Start of Block

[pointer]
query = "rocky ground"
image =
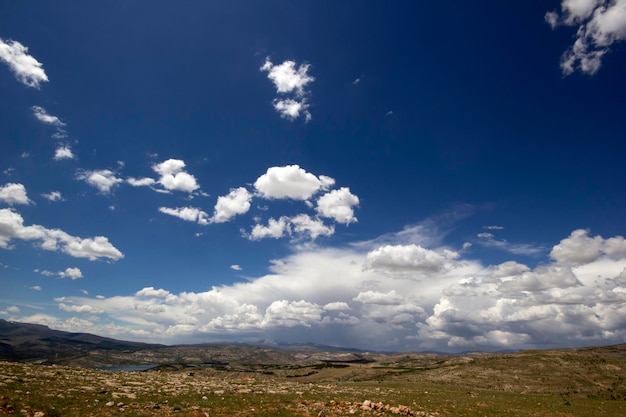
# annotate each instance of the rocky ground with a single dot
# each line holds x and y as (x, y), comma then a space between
(39, 391)
(570, 383)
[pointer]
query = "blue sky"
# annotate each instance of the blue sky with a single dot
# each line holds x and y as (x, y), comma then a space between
(379, 175)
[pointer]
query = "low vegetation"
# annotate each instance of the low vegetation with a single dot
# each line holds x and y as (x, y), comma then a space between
(554, 383)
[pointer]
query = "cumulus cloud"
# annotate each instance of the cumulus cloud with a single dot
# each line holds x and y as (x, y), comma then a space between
(104, 180)
(296, 226)
(600, 24)
(237, 201)
(290, 82)
(489, 240)
(12, 193)
(338, 204)
(72, 273)
(65, 152)
(375, 297)
(141, 182)
(26, 68)
(53, 196)
(580, 248)
(292, 109)
(151, 292)
(83, 309)
(328, 294)
(173, 176)
(190, 214)
(304, 224)
(287, 78)
(292, 313)
(274, 229)
(409, 258)
(42, 115)
(292, 182)
(12, 227)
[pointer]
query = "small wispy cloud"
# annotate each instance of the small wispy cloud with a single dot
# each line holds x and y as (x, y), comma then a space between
(26, 68)
(63, 152)
(600, 23)
(12, 193)
(53, 196)
(290, 82)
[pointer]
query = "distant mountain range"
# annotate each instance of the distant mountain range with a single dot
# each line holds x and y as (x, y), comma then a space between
(34, 342)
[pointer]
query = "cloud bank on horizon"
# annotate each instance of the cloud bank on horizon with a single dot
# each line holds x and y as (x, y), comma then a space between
(410, 289)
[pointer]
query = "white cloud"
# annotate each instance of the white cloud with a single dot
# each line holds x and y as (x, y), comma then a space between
(42, 115)
(53, 196)
(274, 229)
(83, 309)
(375, 297)
(190, 214)
(580, 248)
(73, 273)
(287, 78)
(300, 225)
(338, 204)
(104, 180)
(601, 23)
(438, 301)
(237, 201)
(151, 292)
(292, 313)
(509, 268)
(303, 224)
(12, 193)
(493, 227)
(542, 278)
(337, 306)
(292, 109)
(290, 181)
(65, 152)
(26, 68)
(141, 182)
(488, 240)
(290, 81)
(10, 310)
(410, 258)
(12, 227)
(174, 177)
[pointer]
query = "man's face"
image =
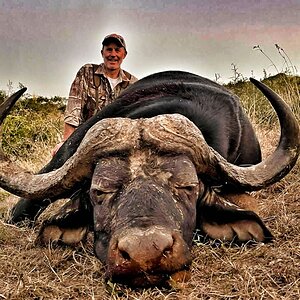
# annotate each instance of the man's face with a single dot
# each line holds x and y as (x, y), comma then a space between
(113, 56)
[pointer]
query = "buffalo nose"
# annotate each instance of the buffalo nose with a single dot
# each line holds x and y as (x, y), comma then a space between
(142, 246)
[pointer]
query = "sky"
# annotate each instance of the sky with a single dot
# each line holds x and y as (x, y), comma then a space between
(43, 43)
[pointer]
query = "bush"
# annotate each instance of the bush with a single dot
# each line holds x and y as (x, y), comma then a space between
(257, 106)
(35, 122)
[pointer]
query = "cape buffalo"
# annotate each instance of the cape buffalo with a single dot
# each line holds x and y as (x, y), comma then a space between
(173, 153)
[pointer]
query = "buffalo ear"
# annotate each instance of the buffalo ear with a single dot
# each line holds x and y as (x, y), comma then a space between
(224, 221)
(70, 224)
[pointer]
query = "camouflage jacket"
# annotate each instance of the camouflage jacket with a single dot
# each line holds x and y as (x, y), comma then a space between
(91, 91)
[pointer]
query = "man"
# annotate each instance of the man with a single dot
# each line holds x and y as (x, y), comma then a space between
(95, 86)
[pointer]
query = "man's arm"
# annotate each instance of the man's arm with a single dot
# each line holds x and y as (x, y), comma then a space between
(68, 130)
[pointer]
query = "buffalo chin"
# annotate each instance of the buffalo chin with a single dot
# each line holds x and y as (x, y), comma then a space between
(141, 280)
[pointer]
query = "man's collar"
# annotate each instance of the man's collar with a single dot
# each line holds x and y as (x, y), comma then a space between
(101, 71)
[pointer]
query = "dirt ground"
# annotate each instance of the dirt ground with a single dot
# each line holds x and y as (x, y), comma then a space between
(262, 271)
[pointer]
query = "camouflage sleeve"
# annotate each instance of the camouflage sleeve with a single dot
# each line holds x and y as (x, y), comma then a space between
(77, 99)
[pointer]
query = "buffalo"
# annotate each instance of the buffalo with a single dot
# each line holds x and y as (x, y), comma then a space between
(174, 153)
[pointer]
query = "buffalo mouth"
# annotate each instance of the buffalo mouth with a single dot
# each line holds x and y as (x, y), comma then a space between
(147, 279)
(142, 258)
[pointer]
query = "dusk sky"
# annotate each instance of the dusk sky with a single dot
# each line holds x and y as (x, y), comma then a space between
(43, 43)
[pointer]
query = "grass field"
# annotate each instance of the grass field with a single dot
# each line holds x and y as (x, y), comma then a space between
(262, 271)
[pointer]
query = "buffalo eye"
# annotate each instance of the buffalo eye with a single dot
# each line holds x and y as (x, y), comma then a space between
(189, 189)
(98, 196)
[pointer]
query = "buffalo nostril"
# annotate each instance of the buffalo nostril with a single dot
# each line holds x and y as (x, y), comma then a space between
(145, 245)
(124, 255)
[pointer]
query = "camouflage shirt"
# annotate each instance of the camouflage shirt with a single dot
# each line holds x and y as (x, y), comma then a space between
(91, 91)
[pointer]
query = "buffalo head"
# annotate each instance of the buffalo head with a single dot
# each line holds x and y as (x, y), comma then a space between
(151, 182)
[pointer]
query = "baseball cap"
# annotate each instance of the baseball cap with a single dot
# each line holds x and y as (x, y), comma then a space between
(114, 38)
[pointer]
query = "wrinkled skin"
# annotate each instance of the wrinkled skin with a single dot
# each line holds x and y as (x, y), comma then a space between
(146, 184)
(145, 213)
(140, 242)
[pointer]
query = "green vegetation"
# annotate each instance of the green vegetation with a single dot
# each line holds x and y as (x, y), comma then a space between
(256, 104)
(35, 122)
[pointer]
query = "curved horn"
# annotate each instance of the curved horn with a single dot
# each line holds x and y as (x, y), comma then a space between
(106, 136)
(277, 165)
(175, 133)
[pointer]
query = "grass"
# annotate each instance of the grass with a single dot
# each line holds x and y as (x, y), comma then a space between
(263, 271)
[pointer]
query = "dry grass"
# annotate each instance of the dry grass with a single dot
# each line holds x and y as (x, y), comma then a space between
(250, 272)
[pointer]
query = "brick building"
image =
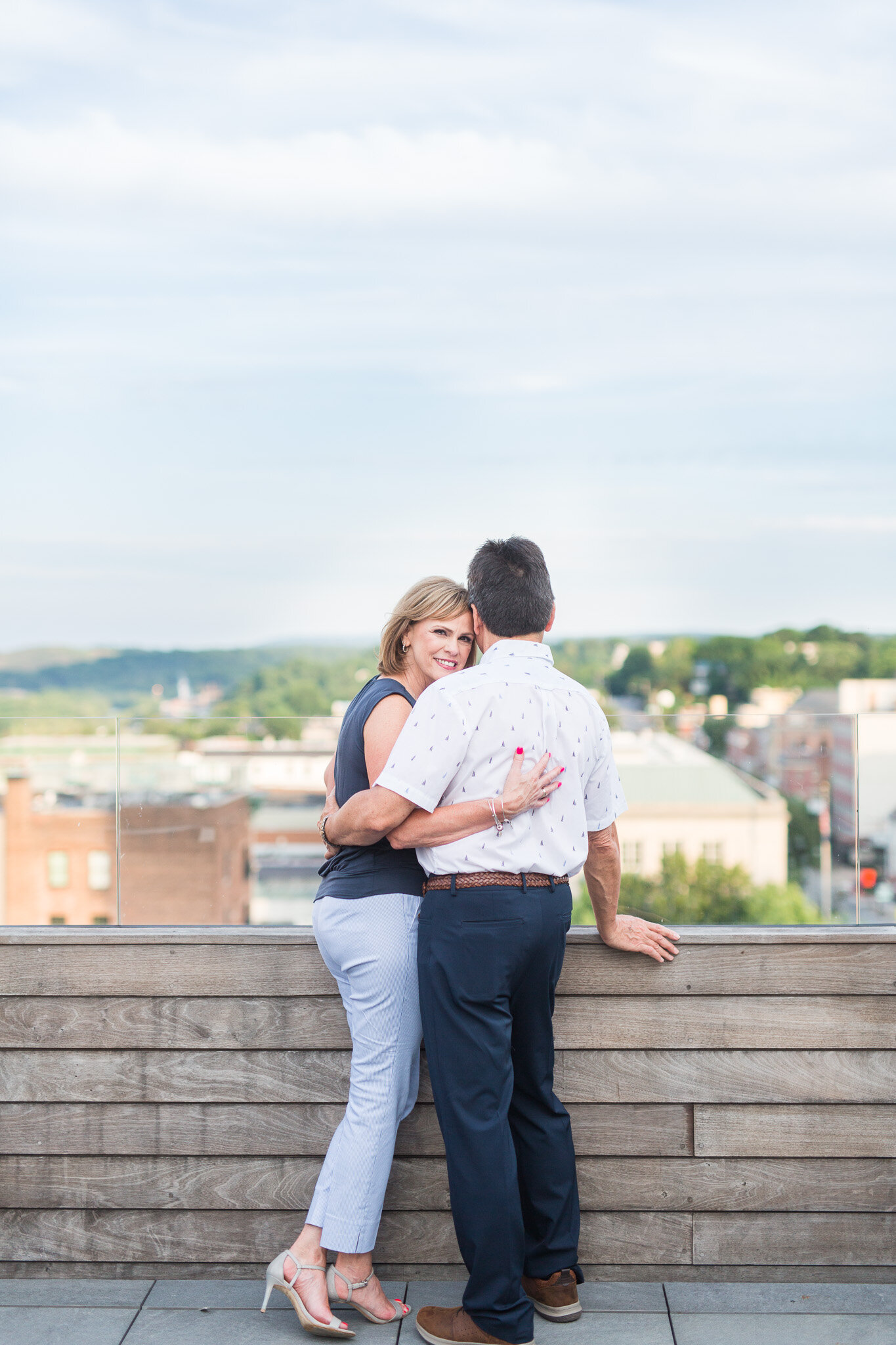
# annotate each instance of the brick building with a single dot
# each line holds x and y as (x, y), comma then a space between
(182, 862)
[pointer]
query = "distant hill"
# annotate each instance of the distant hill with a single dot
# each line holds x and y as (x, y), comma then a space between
(135, 671)
(32, 661)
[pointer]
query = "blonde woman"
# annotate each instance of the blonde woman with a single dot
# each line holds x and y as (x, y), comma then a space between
(366, 929)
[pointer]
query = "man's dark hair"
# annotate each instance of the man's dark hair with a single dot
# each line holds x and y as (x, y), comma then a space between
(511, 586)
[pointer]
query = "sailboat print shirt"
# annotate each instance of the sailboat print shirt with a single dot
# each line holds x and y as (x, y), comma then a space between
(459, 740)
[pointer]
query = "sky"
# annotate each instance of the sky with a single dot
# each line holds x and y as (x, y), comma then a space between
(304, 300)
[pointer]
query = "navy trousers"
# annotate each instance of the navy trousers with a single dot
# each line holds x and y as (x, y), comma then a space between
(489, 961)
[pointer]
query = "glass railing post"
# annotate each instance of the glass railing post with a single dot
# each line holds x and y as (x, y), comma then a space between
(857, 871)
(117, 821)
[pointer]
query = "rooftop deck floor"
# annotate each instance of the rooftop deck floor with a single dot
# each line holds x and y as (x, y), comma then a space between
(97, 1312)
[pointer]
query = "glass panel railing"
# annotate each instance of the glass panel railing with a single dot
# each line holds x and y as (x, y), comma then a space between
(734, 818)
(876, 814)
(730, 816)
(58, 858)
(219, 820)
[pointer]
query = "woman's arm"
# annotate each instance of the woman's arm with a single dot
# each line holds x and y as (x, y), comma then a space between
(370, 814)
(452, 822)
(457, 821)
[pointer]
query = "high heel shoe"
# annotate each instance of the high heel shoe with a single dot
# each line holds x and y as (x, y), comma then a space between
(331, 1289)
(276, 1278)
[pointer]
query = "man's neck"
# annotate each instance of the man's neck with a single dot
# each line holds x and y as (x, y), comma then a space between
(486, 639)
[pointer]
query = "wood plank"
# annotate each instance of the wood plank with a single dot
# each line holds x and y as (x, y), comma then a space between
(296, 1129)
(88, 1181)
(168, 1023)
(178, 969)
(794, 1239)
(734, 1184)
(240, 1237)
(746, 969)
(726, 1076)
(273, 1076)
(717, 1023)
(199, 966)
(801, 1132)
(605, 1184)
(174, 1076)
(581, 1023)
(300, 935)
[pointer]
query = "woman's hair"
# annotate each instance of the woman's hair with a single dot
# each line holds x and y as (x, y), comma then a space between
(435, 596)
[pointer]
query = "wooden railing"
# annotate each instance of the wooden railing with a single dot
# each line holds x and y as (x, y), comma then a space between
(168, 1095)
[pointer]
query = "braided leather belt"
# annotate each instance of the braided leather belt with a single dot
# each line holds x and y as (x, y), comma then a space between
(442, 883)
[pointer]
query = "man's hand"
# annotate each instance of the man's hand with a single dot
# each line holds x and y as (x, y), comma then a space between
(630, 934)
(330, 807)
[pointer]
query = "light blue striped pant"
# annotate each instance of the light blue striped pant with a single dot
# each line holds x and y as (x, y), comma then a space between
(370, 947)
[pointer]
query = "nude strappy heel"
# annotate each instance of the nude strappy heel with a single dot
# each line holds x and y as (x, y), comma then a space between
(381, 1321)
(276, 1278)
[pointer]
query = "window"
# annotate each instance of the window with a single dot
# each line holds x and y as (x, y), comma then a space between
(631, 852)
(58, 870)
(98, 871)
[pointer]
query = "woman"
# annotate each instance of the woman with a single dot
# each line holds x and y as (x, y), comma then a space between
(366, 929)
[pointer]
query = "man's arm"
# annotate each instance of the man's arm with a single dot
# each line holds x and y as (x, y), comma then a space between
(630, 934)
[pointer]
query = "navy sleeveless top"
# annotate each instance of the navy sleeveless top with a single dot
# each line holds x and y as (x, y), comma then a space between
(366, 871)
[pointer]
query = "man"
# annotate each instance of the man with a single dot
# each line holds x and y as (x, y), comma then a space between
(492, 939)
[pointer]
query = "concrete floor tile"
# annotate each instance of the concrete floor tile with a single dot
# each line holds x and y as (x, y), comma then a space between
(65, 1325)
(246, 1294)
(784, 1329)
(74, 1293)
(781, 1298)
(645, 1297)
(606, 1329)
(436, 1293)
(233, 1327)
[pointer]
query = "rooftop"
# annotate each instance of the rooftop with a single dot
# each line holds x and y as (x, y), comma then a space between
(194, 1312)
(662, 768)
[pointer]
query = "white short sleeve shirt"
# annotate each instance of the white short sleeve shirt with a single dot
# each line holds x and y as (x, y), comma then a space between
(459, 740)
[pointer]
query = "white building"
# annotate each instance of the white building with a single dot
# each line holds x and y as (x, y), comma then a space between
(683, 799)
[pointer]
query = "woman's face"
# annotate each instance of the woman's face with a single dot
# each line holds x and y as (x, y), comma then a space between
(440, 646)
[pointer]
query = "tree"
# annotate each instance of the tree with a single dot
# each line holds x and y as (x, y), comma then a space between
(636, 674)
(704, 893)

End of Block

Search the data and copy each line containing "light".

query = "light blue striped pant"
# annotate each instance of the light blue striped pant with a single dot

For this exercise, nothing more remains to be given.